**What to do**
The entries need to be copied exactly.
Start of Block
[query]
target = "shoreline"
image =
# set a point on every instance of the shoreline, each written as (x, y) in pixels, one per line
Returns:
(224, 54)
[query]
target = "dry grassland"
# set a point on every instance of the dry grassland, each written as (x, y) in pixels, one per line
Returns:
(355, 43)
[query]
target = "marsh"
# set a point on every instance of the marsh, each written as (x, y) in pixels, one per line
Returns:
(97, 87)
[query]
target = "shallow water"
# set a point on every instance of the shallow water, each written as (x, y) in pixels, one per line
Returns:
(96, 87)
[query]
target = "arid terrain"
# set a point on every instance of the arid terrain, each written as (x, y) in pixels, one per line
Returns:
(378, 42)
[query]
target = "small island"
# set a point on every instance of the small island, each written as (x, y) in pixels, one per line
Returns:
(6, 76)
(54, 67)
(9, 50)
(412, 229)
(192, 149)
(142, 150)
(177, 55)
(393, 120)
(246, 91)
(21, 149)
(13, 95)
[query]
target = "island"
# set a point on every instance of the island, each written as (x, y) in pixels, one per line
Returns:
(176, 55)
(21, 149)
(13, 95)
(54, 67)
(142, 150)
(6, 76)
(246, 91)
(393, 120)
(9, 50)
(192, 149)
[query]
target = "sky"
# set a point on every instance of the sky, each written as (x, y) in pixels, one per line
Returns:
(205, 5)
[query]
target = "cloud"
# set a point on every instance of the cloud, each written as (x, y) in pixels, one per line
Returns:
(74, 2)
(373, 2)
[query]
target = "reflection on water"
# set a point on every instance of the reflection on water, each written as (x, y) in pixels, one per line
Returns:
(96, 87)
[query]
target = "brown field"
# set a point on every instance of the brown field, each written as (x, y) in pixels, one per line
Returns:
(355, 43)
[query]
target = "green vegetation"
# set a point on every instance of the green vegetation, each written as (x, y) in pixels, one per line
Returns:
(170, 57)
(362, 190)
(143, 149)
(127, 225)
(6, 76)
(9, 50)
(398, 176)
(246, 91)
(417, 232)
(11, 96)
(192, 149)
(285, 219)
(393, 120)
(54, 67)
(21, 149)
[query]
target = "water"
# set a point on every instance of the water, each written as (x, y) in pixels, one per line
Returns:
End of Block
**Result**
[query]
target = "shoreline"
image =
# set a point on every instance of the shoreline, each written as (x, y) in pixels, one per line
Returns:
(224, 54)
[query]
target = "dry grassland"
# set a point on every instance of the dry grassland, each written as (x, y) in pixels, one per line
Returns:
(355, 43)
[query]
target = "marsh"
# set a point on every instance of the marsh, each written as (x, y) in pixels, one per line
Returns:
(97, 87)
[query]
target = "shallow water"
# set a point on every instance of the shallow water, each written as (x, y) in pixels, one per line
Returns:
(96, 87)
[query]
target = "arid terrain"
# set a point on every instance of the arid terrain, each written as (x, y) in pixels, one per line
Returns:
(378, 42)
[query]
target = "small island"
# set a point on every instance of the small island, each written as (x, y) in pixels, one per line
Returns:
(6, 76)
(54, 67)
(9, 50)
(412, 229)
(192, 149)
(142, 150)
(177, 55)
(393, 120)
(246, 91)
(21, 149)
(13, 95)
[query]
target = "island"
# set a point on every instance of the island, each written as (x, y) in pixels, one per line
Returns:
(176, 55)
(21, 149)
(13, 95)
(54, 67)
(142, 150)
(6, 76)
(246, 91)
(393, 120)
(9, 50)
(192, 149)
[query]
target = "sky"
# set a point on every instance of the sky, each written as (x, y) in pixels, one per line
Returns:
(205, 5)
[query]
target = "cloud"
# set a point on every instance of the cloud, each written as (x, y) in pixels, one per line
Returns:
(74, 2)
(373, 2)
[query]
target = "reflection on water"
# set a point on every instance of the reflection on water, each written as (x, y) in pixels, one per line
Returns:
(96, 87)
[query]
target = "brown field"
# set a point on every instance of the brown field, each written as (x, y) in pixels, one per line
Returns:
(355, 43)
[query]
target = "green vegetation"
# set a point on every instance of the green vegetation, each written as (x, y) in pixels, one per line
Returns:
(170, 57)
(362, 190)
(143, 149)
(127, 225)
(6, 76)
(9, 50)
(398, 176)
(246, 91)
(417, 232)
(11, 96)
(192, 149)
(285, 219)
(393, 120)
(54, 67)
(21, 149)
[query]
target = "water"
# set a point on every instance of the water, each written as (x, y) in pixels, one per line
Returns:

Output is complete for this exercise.